Problem statement -
Leave every picture out, and write out the remaining entries exactly.

Start of Block

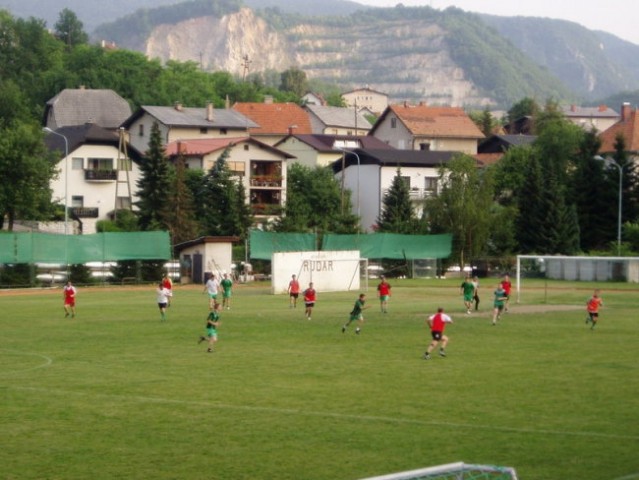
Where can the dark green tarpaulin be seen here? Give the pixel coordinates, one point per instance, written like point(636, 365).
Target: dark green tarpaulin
point(375, 245)
point(264, 244)
point(392, 245)
point(74, 249)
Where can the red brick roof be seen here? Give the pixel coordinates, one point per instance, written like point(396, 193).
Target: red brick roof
point(275, 118)
point(628, 127)
point(436, 121)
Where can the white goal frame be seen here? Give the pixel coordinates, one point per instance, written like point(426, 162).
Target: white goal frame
point(453, 471)
point(581, 268)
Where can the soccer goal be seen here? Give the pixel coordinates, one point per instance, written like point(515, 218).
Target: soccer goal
point(330, 271)
point(584, 269)
point(454, 471)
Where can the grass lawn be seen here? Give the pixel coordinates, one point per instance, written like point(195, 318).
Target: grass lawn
point(115, 393)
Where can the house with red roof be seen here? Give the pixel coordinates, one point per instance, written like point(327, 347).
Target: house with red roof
point(422, 127)
point(628, 127)
point(274, 121)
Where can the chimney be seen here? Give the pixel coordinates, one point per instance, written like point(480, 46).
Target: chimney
point(209, 112)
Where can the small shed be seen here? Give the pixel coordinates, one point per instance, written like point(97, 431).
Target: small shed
point(203, 256)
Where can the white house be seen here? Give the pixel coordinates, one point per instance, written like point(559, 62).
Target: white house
point(183, 123)
point(260, 167)
point(368, 174)
point(366, 98)
point(96, 177)
point(421, 127)
point(337, 120)
point(322, 150)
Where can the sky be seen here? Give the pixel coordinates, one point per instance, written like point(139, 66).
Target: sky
point(619, 17)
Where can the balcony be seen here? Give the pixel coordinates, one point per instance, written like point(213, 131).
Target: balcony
point(266, 209)
point(269, 181)
point(101, 175)
point(85, 212)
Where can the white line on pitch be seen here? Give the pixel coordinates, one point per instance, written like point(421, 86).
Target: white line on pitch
point(375, 418)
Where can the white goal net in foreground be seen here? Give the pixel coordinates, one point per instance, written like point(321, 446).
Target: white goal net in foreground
point(583, 269)
point(454, 471)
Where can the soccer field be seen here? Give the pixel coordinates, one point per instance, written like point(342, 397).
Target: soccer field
point(116, 393)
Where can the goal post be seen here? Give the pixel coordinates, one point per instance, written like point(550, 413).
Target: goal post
point(576, 268)
point(454, 471)
point(330, 271)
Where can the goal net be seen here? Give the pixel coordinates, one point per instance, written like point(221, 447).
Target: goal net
point(332, 271)
point(584, 269)
point(454, 471)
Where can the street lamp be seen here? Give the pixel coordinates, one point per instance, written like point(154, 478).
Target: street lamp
point(66, 176)
point(612, 161)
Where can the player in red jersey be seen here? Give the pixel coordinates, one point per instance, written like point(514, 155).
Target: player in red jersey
point(437, 323)
point(506, 286)
point(68, 293)
point(383, 292)
point(309, 300)
point(592, 307)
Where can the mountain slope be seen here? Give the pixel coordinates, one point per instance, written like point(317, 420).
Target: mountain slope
point(419, 53)
point(594, 64)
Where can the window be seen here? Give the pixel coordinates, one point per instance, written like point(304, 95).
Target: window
point(124, 164)
point(100, 164)
point(237, 168)
point(430, 184)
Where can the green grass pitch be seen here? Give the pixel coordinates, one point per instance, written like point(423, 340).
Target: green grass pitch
point(116, 394)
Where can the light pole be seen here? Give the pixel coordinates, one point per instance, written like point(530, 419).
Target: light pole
point(66, 176)
point(612, 161)
point(358, 165)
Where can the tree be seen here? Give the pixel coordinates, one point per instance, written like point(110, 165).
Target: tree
point(398, 214)
point(313, 203)
point(462, 207)
point(26, 169)
point(69, 29)
point(154, 185)
point(181, 218)
point(593, 196)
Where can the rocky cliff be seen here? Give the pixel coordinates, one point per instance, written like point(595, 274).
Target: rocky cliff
point(409, 59)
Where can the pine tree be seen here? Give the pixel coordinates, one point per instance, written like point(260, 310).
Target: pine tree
point(181, 218)
point(398, 214)
point(224, 202)
point(154, 185)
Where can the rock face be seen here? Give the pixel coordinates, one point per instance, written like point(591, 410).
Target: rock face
point(408, 60)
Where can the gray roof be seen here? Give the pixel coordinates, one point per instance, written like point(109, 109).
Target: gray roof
point(338, 116)
point(194, 117)
point(87, 134)
point(79, 106)
point(395, 158)
point(326, 142)
point(602, 111)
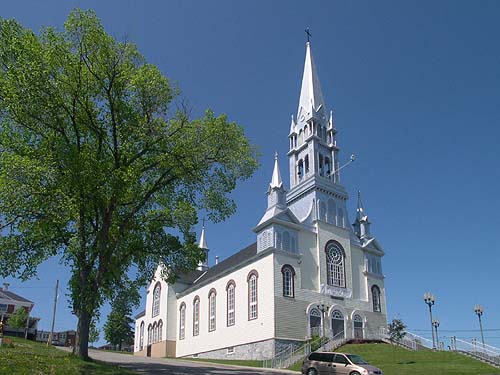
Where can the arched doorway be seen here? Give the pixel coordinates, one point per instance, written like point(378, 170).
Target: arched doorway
point(338, 325)
point(315, 322)
point(358, 326)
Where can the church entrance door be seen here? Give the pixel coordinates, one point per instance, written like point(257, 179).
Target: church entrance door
point(315, 322)
point(358, 327)
point(337, 325)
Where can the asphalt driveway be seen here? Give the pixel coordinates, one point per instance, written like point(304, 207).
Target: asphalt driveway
point(150, 366)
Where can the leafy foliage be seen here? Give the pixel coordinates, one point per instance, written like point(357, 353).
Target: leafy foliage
point(101, 165)
point(118, 328)
point(19, 318)
point(93, 332)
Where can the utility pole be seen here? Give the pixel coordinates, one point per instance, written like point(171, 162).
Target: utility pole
point(27, 326)
point(49, 341)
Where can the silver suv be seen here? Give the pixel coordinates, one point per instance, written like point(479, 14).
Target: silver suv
point(329, 363)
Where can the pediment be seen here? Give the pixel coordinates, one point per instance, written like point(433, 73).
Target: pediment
point(372, 244)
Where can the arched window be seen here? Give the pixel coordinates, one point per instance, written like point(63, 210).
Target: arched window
point(230, 313)
point(155, 332)
point(156, 299)
point(322, 211)
point(335, 263)
point(252, 295)
point(160, 329)
point(286, 241)
point(358, 327)
point(315, 322)
point(327, 167)
point(320, 165)
point(376, 298)
point(279, 244)
point(211, 310)
point(141, 336)
point(337, 325)
point(340, 218)
point(300, 169)
point(288, 280)
point(332, 211)
point(182, 321)
point(196, 316)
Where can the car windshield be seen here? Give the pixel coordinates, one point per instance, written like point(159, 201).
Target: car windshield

End of Block

Expected answer -
Where can the dark green tarpaulin be seen here? Give the pixel coordinates, one point per instance, written like point(636, 365).
Target: dark green tarpaulin
point(375, 245)
point(264, 244)
point(392, 245)
point(74, 249)
Where can the red brick roof be seen here? Give the pixel coordinates, one point per instance, written like point(396, 193).
Target: red brick roof
point(275, 118)
point(628, 127)
point(436, 121)
Where can the white goal frame be seen here? Give the pixel coordinates, one point per instance, written like point(426, 162).
Target: white goal frame
point(453, 471)
point(581, 268)
Where can the soccer goal be seen here? Give the pixel coordinates, one point per instance, written like point(515, 218).
Target: soccer goal
point(330, 271)
point(584, 269)
point(454, 471)
Where can the grass lawn be seen here? Give the pixel coordinates, one point per instance, written like point(195, 318).
Target: grass lawn
point(115, 393)
Where can the house with red roof be seen here? Give the pixel coordinates, one point per instance, written like point(327, 347).
Target: house with red roof
point(422, 127)
point(628, 127)
point(274, 121)
Where can the chimney be seen here? Give the pixel coordinates, one point per instance, written like point(480, 46).
Target: chimney
point(209, 112)
Where can the small shed be seen here? Give the pixel coordinates, one point per instance, written like point(97, 431).
Target: small shed
point(203, 256)
Where can the white house be seen here? Give the pixel coordinates, one point per instance, written like point(559, 62).
Target: white house
point(183, 123)
point(260, 167)
point(368, 174)
point(366, 98)
point(96, 177)
point(421, 127)
point(337, 120)
point(322, 150)
Where can the sky be seen here? Give the pixel coordinates, one point per instance, written like point(139, 66).
Target: sky
point(619, 17)
Where can the balcony be seen here? Give the pixel coordinates, one point per instance, written like point(213, 131).
Target: balcony
point(266, 209)
point(269, 181)
point(101, 175)
point(85, 212)
Where can the white line on pitch be seen here? Give the pixel coordinates, one point per instance, written like point(421, 86).
Target: white line on pitch
point(375, 418)
Where can the white goal net in foreground be seen here? Give the pixel coordinates, one point per instance, written like point(321, 446).
Target: white goal net in foreground
point(583, 269)
point(454, 471)
Where can the soccer field be seen here? Give the pixel coordinates, one point per instance, written like point(342, 397).
Target: soccer field
point(116, 393)
Where can the goal post be seen here? Give the pixel coordinates, one point per instance, written like point(550, 413).
Target: goal post
point(576, 268)
point(454, 471)
point(330, 271)
Where can the goal net be seen here? Give the pixel coordinates, one point per instance, written like point(221, 447).
Target: goal net
point(332, 271)
point(584, 269)
point(454, 471)
Where can the street lamp be seen here? Give the pixel coordinates, one point per instance, written like point(154, 478).
Target: street lamp
point(66, 176)
point(612, 161)
Where can the player in red jersey be seen here? Give the pixel coordinates, one point per instance, written like point(514, 155).
Target: player in red jersey
point(437, 323)
point(506, 286)
point(68, 293)
point(383, 292)
point(309, 300)
point(592, 307)
Where can the mountain slope be seen here? Give the pixel coordinates, one point per instance, written like point(317, 420).
Target: mountain slope
point(419, 53)
point(594, 64)
Where can the window be seen here? Give the pixel coordinates, one point per instance, written like point(304, 95).
Target: window
point(124, 164)
point(100, 164)
point(237, 168)
point(430, 184)
Where can the green grass pitch be seen here? Give the pixel coordinates, one point per instance, written like point(423, 340).
Target: green grass pitch
point(116, 394)
Where can the light pole be seen here? Give the pixel coordinates, one point per instance, written like point(530, 419).
Target: light pole
point(66, 176)
point(612, 161)
point(358, 165)
Where can the tree be seen here? Give the pixel coordinates, one point per instance, written like point(110, 165).
Target: tree
point(398, 214)
point(313, 203)
point(462, 207)
point(26, 169)
point(69, 29)
point(154, 185)
point(181, 218)
point(593, 196)
Where can the rocky cliff be seen here? Give the pixel coordinates, one point per instance, written like point(595, 274).
Target: rocky cliff
point(409, 59)
Where can the pine tree be seen here? Give the pixel coordinates, one point per instance, written like point(260, 310).
Target: pine tree
point(181, 218)
point(398, 214)
point(224, 202)
point(154, 185)
Where can the rock face be seen here? Give the pixel coordinates, one point per instance, written like point(591, 410).
Target: rock face
point(408, 60)
Where can the gray roof be seen here? Give the pixel coordinates, one point per instance, written like point(109, 109).
Target: gray roof
point(338, 116)
point(194, 117)
point(87, 134)
point(79, 106)
point(395, 158)
point(326, 142)
point(602, 111)
Where can the arched doorway be seen here? Give the pixel coordinates, one point per instance, written like point(378, 170).
Target: arched doorway
point(338, 325)
point(315, 322)
point(358, 326)
Where can the church entrance door be seen here? Give the pixel coordinates, one point per instance, written like point(257, 179).
Target: church entrance door
point(315, 322)
point(358, 327)
point(337, 325)
Where can the asphalt driveway be seen here? Give the pixel coordinates, one point per instance, written like point(304, 207).
Target: asphalt driveway
point(150, 366)
Where can the leafy foliage be seen here? Give the pixel coordinates, one point per instance, written like point(357, 353).
Target: leafy foliage
point(101, 165)
point(118, 328)
point(19, 318)
point(93, 332)
Where can the utility pole be seen here? Give the pixel coordinates, one point per instance, written like point(171, 162).
Target: utility pole
point(27, 326)
point(49, 341)
Where can the silver suv be seen here? Give the pixel coordinates, one point per instance, written like point(479, 14).
Target: silver suv
point(329, 363)
Where can the pediment be seen here? Give the pixel coordinates, one point per instance, written like point(433, 73).
Target: pediment
point(372, 244)
Where can the arched window be seen here? Give the pixel coordinates, one point per instance, written like point(63, 210).
Target: arched window
point(230, 313)
point(155, 332)
point(156, 299)
point(322, 211)
point(335, 263)
point(252, 295)
point(160, 329)
point(286, 241)
point(358, 327)
point(315, 322)
point(327, 167)
point(320, 165)
point(376, 298)
point(279, 244)
point(211, 310)
point(141, 336)
point(337, 325)
point(340, 218)
point(300, 169)
point(288, 280)
point(332, 211)
point(182, 321)
point(196, 316)
Where can the car windshield be seen here? Give the pixel coordinates, one point per instance, written like point(159, 201).
Target: car windshield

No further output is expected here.